AIM OF THE TASK: Only one stretch of the data is wanted: the line containing "Expected: one point per instance of the hazy", the line containing "Expected: one point per instance of the girl, each", and every line between them, copied exactly.

RECORDS SUPPLIED:
──────────

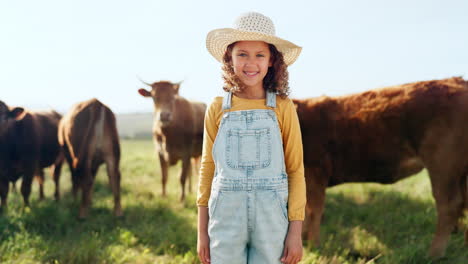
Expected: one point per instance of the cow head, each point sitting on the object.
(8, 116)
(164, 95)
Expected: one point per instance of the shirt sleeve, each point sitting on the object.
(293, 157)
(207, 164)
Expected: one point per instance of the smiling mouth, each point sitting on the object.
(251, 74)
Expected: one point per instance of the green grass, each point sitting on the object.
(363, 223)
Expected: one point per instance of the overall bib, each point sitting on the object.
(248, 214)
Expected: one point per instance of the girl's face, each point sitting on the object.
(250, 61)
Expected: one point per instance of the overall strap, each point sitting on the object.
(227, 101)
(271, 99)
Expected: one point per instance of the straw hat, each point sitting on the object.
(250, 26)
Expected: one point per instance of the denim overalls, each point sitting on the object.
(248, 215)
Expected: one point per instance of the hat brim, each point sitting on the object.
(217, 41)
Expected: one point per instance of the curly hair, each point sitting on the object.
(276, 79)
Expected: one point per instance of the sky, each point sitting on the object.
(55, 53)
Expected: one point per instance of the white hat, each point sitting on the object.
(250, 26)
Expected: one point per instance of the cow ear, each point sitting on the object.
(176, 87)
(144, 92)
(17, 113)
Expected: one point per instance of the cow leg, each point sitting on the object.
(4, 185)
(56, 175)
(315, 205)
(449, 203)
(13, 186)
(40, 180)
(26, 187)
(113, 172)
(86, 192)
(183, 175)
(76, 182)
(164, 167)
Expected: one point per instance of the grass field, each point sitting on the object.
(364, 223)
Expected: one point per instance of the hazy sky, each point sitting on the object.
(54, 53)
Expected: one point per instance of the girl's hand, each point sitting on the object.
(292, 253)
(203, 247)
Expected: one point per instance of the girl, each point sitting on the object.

──────────

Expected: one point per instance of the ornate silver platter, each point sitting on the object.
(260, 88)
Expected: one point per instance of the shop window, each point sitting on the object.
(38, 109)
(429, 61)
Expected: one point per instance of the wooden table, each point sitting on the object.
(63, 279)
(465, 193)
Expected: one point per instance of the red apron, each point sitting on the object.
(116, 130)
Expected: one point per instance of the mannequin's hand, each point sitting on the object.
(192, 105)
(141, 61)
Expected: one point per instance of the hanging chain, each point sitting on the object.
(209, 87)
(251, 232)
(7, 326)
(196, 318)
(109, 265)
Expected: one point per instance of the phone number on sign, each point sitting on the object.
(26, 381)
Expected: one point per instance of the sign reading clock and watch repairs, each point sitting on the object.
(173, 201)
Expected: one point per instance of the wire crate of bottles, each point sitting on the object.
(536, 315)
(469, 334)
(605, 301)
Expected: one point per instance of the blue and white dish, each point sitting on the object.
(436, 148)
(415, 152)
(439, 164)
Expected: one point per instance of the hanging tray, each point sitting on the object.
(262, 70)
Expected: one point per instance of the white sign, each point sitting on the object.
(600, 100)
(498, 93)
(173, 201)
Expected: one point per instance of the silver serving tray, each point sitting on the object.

──────────

RESPONSE TO THE EXERCISE:
Expected: one point per instance of the hazy sky, each point sitting on the object.
(54, 53)
Expected: one point per instance of the girl's hand, each point sitting on the object.
(292, 253)
(203, 247)
Expected: one point per instance of the girl, each point sitting on the object.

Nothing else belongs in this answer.